- [Prompt]
Among the records, which lines hold the word "roof"? Pick them out.

Point-per-instance localization data:
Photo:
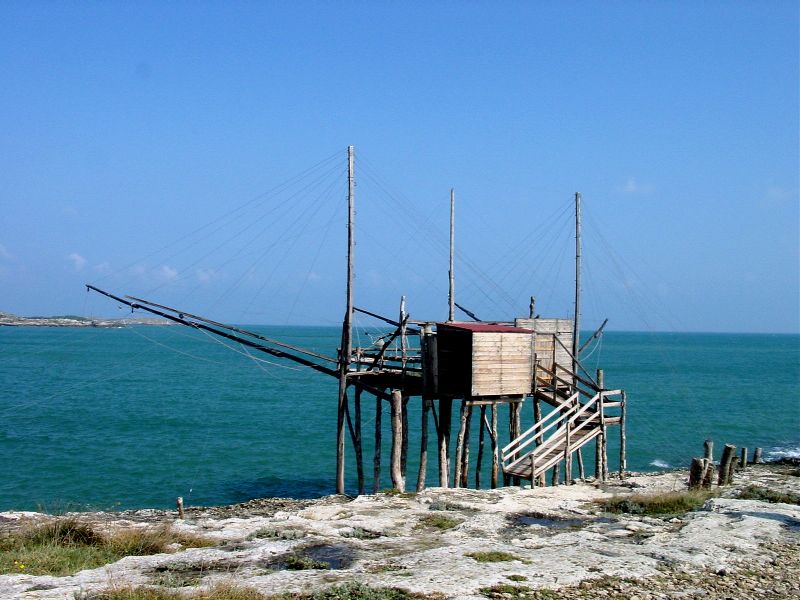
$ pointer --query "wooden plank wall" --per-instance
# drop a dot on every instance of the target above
(501, 364)
(543, 340)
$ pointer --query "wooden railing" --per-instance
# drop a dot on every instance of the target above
(567, 420)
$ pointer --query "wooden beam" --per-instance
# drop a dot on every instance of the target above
(376, 461)
(445, 418)
(347, 324)
(423, 446)
(398, 481)
(460, 445)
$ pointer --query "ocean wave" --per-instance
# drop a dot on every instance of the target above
(783, 452)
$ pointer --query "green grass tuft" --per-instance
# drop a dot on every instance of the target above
(299, 562)
(668, 503)
(756, 492)
(492, 556)
(222, 591)
(439, 522)
(66, 546)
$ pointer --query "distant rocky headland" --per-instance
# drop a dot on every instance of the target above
(11, 320)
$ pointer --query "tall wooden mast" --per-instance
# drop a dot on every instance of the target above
(452, 275)
(347, 324)
(576, 331)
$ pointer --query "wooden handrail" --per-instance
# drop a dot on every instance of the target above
(537, 425)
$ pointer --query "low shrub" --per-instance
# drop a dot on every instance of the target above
(439, 522)
(65, 546)
(492, 556)
(757, 492)
(667, 503)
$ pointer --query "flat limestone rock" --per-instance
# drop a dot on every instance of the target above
(456, 543)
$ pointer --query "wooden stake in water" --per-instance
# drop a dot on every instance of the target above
(728, 454)
(398, 482)
(708, 447)
(179, 504)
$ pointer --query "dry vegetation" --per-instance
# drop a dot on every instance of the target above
(65, 546)
(351, 591)
(668, 503)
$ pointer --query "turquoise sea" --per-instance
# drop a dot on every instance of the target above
(134, 417)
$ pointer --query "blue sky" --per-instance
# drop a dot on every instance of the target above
(125, 128)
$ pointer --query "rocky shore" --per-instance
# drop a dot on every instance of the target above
(545, 543)
(11, 320)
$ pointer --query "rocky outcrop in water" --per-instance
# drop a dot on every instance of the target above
(11, 320)
(510, 543)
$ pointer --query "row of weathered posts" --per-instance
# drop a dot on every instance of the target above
(702, 471)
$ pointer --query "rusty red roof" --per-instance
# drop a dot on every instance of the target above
(484, 327)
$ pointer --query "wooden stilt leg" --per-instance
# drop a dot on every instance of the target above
(398, 481)
(460, 445)
(376, 477)
(357, 442)
(404, 446)
(445, 418)
(423, 447)
(479, 462)
(465, 453)
(495, 449)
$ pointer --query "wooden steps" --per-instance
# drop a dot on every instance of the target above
(566, 429)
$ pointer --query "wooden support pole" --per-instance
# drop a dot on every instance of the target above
(403, 359)
(697, 472)
(732, 469)
(423, 446)
(728, 454)
(598, 449)
(347, 324)
(514, 428)
(576, 330)
(465, 453)
(404, 442)
(460, 445)
(398, 482)
(708, 474)
(445, 418)
(451, 314)
(537, 412)
(479, 461)
(357, 441)
(376, 463)
(495, 449)
(568, 457)
(179, 505)
(623, 461)
(708, 449)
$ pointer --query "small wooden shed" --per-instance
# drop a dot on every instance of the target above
(482, 359)
(552, 341)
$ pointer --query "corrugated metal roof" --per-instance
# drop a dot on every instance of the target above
(484, 327)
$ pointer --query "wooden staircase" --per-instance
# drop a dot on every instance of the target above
(576, 419)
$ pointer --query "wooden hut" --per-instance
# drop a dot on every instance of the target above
(483, 359)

- [Solution for this task]
$ pointer --query "rusty red roof" --per-instance
$ pointer --query "corrugated metal roof" --per-instance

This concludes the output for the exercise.